— Start Supplied data —

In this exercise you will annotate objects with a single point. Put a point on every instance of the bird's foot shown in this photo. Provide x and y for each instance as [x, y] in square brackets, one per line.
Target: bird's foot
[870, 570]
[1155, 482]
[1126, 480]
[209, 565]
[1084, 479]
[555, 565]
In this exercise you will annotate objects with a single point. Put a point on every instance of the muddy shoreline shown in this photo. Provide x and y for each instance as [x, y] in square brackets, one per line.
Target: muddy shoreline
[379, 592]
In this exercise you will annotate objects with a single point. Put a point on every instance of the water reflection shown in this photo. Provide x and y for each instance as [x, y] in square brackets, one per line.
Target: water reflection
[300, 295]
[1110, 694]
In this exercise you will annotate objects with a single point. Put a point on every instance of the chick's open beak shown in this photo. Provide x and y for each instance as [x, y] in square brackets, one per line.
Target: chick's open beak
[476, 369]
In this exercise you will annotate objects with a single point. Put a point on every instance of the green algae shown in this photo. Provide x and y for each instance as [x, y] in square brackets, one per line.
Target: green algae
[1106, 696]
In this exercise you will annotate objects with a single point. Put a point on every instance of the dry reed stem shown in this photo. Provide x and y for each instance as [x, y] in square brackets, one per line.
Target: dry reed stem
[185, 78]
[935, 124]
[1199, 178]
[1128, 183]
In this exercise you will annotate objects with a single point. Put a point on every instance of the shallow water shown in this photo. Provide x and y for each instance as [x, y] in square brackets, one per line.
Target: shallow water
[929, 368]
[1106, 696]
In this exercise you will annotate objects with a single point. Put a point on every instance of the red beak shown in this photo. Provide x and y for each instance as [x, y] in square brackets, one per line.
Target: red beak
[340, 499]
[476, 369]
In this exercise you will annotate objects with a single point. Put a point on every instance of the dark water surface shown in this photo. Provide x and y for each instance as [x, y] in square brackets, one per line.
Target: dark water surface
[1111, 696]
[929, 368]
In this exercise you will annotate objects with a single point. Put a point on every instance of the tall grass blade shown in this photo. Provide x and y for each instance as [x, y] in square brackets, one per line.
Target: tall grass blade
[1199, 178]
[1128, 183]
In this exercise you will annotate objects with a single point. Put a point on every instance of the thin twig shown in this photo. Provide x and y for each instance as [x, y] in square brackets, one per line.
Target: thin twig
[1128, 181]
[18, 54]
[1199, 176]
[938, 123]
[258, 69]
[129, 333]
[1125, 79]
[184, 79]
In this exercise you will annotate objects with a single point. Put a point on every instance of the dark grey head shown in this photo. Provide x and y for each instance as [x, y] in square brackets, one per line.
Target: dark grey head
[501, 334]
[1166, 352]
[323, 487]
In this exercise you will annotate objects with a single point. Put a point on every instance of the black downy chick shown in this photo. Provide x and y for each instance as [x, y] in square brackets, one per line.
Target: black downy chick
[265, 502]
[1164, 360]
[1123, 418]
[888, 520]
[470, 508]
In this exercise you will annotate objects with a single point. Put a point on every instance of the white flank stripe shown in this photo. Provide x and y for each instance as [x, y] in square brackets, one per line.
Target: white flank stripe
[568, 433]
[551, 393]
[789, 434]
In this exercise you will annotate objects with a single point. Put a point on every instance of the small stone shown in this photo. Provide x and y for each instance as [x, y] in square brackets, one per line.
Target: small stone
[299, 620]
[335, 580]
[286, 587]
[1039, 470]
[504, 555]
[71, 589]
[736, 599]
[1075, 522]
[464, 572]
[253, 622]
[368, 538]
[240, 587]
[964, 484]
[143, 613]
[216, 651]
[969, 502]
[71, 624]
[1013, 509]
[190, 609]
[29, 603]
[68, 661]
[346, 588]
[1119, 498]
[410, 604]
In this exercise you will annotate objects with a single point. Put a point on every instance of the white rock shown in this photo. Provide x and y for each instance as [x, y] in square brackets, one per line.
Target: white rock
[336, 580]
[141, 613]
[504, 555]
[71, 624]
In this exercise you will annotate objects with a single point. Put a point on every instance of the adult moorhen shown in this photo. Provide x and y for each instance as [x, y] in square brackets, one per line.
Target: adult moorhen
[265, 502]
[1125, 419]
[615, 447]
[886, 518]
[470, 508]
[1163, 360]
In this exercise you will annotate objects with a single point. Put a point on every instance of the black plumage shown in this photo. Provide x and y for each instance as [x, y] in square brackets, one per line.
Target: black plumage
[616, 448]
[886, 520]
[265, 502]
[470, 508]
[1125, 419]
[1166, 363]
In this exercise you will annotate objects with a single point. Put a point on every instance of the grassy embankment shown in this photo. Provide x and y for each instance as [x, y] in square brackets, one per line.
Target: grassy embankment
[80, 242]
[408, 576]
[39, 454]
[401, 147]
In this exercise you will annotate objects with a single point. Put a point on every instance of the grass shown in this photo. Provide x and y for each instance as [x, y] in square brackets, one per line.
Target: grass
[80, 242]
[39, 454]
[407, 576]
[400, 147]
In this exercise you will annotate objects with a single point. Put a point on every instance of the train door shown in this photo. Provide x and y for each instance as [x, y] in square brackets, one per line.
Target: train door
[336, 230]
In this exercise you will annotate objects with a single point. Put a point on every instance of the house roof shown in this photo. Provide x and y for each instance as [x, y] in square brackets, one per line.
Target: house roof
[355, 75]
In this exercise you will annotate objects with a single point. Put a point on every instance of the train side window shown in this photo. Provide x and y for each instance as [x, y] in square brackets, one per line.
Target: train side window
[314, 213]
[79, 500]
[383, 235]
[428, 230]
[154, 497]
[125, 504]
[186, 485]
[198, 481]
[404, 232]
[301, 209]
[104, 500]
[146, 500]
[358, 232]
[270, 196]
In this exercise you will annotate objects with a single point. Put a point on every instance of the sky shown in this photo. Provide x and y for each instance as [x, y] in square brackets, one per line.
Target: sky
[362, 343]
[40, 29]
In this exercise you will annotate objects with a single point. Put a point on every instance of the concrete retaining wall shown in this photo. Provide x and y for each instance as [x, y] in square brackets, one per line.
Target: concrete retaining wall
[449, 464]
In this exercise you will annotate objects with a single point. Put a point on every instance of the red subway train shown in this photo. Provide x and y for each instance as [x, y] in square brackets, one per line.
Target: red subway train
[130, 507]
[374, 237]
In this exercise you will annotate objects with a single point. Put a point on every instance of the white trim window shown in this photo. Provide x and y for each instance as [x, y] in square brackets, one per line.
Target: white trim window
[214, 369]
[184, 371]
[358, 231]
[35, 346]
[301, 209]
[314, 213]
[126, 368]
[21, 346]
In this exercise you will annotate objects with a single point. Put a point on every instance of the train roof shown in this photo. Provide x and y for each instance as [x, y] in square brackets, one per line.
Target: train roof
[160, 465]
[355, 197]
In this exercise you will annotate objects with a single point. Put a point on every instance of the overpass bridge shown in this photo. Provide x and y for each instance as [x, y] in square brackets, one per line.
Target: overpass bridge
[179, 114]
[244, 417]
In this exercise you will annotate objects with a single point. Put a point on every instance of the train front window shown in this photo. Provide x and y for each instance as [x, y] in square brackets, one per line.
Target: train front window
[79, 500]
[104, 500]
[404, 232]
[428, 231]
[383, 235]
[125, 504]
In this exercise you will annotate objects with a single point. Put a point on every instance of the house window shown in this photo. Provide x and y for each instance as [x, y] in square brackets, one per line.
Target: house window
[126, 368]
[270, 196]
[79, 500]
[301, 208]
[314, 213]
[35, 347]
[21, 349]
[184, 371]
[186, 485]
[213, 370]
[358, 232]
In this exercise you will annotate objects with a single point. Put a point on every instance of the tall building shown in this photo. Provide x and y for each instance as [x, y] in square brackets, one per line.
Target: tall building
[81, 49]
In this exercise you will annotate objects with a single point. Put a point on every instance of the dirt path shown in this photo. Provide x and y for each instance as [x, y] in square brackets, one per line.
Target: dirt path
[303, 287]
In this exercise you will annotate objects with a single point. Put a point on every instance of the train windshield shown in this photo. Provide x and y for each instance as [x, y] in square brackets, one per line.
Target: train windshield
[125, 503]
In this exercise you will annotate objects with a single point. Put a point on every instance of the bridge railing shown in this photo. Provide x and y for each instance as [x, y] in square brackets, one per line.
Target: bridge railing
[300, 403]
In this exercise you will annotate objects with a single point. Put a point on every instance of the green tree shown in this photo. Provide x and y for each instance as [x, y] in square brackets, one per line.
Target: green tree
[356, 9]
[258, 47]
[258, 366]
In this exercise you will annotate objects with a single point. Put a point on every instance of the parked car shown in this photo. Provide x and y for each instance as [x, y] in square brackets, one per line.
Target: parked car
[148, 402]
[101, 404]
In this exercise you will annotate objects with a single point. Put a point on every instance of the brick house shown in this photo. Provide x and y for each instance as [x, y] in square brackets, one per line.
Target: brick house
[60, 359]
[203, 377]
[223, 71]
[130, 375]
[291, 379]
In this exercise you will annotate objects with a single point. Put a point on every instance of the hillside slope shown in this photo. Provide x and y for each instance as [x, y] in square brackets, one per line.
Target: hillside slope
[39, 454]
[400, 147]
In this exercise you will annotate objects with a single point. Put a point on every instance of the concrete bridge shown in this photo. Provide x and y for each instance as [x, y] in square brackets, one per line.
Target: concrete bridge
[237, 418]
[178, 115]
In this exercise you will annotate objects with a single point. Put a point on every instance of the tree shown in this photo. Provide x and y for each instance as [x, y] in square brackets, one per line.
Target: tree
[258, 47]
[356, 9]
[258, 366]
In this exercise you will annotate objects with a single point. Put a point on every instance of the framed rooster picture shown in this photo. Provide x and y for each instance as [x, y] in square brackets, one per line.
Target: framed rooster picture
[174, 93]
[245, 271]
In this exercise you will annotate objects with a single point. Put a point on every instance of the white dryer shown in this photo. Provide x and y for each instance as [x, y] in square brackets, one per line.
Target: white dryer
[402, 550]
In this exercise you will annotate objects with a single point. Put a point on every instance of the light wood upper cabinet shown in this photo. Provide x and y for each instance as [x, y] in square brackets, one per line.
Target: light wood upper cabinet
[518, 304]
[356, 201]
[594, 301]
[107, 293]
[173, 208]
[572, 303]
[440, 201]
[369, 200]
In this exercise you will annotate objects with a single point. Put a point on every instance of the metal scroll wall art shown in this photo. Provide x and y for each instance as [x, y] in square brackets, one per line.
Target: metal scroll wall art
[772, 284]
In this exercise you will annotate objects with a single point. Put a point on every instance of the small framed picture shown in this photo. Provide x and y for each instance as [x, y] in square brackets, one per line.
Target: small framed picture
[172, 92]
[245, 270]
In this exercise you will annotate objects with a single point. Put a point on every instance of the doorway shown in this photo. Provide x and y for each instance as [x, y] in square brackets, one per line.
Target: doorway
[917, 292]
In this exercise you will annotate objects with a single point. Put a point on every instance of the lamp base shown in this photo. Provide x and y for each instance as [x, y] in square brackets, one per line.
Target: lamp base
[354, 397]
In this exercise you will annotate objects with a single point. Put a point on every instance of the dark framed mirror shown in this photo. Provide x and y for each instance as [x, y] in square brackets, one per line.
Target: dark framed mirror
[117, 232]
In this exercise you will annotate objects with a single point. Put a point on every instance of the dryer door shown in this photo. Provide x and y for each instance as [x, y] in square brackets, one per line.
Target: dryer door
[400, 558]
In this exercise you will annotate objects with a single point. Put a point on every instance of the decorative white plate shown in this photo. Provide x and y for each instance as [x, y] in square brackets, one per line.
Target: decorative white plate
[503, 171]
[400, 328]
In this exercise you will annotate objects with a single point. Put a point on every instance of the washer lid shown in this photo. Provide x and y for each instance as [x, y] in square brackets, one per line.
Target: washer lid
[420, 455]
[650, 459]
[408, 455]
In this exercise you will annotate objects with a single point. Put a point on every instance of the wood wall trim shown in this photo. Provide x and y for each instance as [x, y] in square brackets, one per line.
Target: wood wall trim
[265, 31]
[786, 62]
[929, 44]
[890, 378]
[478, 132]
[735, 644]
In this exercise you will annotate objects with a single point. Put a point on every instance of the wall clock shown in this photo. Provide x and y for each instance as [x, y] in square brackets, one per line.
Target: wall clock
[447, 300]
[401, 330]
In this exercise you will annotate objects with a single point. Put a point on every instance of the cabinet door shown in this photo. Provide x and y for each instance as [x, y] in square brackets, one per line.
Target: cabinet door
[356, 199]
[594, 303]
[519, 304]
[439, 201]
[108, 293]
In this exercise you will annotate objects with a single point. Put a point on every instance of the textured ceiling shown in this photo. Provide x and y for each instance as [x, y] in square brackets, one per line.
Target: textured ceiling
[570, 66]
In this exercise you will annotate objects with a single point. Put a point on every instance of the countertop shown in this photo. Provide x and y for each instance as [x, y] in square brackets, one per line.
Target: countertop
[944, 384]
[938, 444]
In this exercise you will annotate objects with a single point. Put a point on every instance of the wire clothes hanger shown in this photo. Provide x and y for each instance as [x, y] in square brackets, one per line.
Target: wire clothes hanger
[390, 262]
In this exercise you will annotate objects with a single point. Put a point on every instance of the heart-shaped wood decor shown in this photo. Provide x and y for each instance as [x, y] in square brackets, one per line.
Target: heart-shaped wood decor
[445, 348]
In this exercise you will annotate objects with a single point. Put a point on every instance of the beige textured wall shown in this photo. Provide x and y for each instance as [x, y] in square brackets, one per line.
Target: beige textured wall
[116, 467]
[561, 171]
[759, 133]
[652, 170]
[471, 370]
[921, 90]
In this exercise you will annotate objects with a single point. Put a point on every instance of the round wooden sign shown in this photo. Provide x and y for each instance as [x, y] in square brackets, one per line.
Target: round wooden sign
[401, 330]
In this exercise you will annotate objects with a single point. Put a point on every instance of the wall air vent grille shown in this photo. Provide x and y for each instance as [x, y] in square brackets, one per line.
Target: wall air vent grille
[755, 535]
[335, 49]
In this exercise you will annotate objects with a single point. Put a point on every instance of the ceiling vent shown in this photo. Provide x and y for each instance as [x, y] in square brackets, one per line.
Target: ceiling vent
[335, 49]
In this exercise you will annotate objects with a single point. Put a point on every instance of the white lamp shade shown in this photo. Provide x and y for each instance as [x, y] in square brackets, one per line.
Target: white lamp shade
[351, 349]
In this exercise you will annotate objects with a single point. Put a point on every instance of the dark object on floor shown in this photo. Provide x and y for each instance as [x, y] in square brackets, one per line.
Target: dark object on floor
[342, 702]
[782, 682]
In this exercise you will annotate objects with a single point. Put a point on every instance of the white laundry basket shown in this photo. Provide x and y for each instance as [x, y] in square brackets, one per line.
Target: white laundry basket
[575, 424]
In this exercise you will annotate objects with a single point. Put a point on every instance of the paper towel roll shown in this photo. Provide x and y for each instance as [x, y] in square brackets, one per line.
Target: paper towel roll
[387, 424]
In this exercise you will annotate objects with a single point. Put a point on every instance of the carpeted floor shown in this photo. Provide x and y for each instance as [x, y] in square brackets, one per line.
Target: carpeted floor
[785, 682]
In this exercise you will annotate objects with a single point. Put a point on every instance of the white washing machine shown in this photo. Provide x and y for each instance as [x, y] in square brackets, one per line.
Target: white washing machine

— End Supplied data —

#### Job:
Repeat only the stretch of lines that begins at the line containing "of the ceiling" and ends at the last line above, both included.

#### The completed task:
In this exercise you will annotate objects with a single point. Put a point on every instance of the ceiling vent shown in this photo. Provide x and y for each instance as [x, y] in square brackets, one per line.
Target: ceiling vent
[335, 49]
In this exercise you will annotate objects with a single point. Put a point on every instance of the white lamp shade shown in this photo. Provide x and y for each instance as [x, y] in square brackets, one per line.
Target: white lamp shade
[351, 349]
In this exercise you will annotate objects with a single point. Put a point on every instance of the dark object on floor shown in this photo. Provide x and y for each instance as [x, y] in square brackets, one per line.
Target: dark object on floor
[342, 702]
[782, 682]
In this exercise you will annotate objects with a single point. Put a point on every instance of the white laundry basket shown in this photo. Provide x and y for each instance as [x, y] in square brackets, one per line.
Target: white laundry basket
[575, 424]
In this exercise you will annotate objects with a single point. Put a point on every instance of the paper towel roll shown in this photo. Provide x and y for each instance as [x, y] in square brackets, one per line.
Target: paper towel roll
[387, 424]
In this exercise you will annotate objects with a single point. Put a point on every instance of the carpeted floor shown in this photo. Provide x and y for each instance as [x, y] in square brackets, one per line.
Target: carpeted floor
[785, 682]
In this exercise you will annotate objects with a single point. Put a point on every instance of the white washing machine shown in this photo. Provide x and y for each instance as [x, y] in square brackets, one per line.
Target: white washing machine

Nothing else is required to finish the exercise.